• [Instructions to follow] How would you say "This is the inevitable result of the massive expansion of government over the past year." from the editorial on federal government expansion below in Spanish?

Monday, October 26, 2009

Nanny State, Squared

Source: http://www.investors.com/NewsAndAnalysis/Article.aspx?id=510032

10/22/2009

Big Government: Hardly a day passes without the unveiling of some new federal intrusion into our lives. At some point Americans must say "enough's enough," or sit silently as all our precious liberties are taken away.


The Democrats in Congress and the White House are pushing through the most sweeping changes toward direct government control of our economy since at least the Great Depression. Consider just a few news items from recent days:


• The Senate moves to give the Food and Drug Administration huge new power over what we eat and drink, and what medicine we take.


• A House panel OKs a new Consumer Finance Protection Agency that will have direct control over consumer credit from banks and businesses — potentially killing a private system of consumer borrowing that, whatever its flaws, has led to unparalleled consumer wealth and access to credit.


• A new "bailout" is proposed for small businesses that will further distort markets, punish successful companies and reward failure. The opposite, in other words, of a free market economy.


• Execs of companies that took government bailouts get their pay slashed — courtesy of U.S. "paymaster" Kenneth Feinberg.


In ways large and small, it's easy to see we're building a nanny state that will make Europe's seem modest by comparison. After all, this doesn't even include health care "reform" or cap-and-trade. Soon, the federal government will control every aspect of our lives — though the Constitution explicitly forbids it.


This is the inevitable result of the massive expansion of government over the past year. The $700 billion TARP program, the $787 billion stimulus, a planned "second stimulus," $13 trillion in new debt over the next decade — inevitably, we'll see new government controls and regulations on nearly everything.


"They are awakening a vast regulatory apparatus with authority over nearly every U.S. workplace, 15,000 consumer products and most items found in kitchen pantries and medicine cabinets," the Washington Post has observed.


Too bad none of it's working. White House economic adviser Christina Romer acknowledged Thursday the stimulus is running out of steam — despite the $194 billion spent.


Meanwhile, the TARP czar admits that, despite comments last year that the bailout could end up paying for itself, very little of the more than $700 billion will be paid back.


What do we get? A slow-growing economy, fewer jobs, government-controlled incomes and trillions in new debt. Some nanny.

• [Record extracts]
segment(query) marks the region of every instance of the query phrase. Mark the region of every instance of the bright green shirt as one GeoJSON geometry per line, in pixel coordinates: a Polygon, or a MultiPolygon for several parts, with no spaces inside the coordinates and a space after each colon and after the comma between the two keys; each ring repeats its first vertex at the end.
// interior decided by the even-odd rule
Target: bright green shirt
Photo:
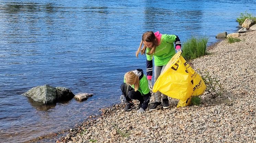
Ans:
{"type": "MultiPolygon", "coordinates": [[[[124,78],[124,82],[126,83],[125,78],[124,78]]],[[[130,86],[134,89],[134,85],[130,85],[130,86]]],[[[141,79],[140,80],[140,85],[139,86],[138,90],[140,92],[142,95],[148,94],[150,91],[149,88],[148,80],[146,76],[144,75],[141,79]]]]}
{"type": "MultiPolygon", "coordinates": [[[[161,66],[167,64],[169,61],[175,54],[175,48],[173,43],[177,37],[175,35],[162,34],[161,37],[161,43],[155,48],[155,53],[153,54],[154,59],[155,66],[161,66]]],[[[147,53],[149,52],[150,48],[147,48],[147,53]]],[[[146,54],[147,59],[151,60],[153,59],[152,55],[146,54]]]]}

• [Exercise result] Este es el resultado inevitable de la enorme expansión del gobierno durante el último año.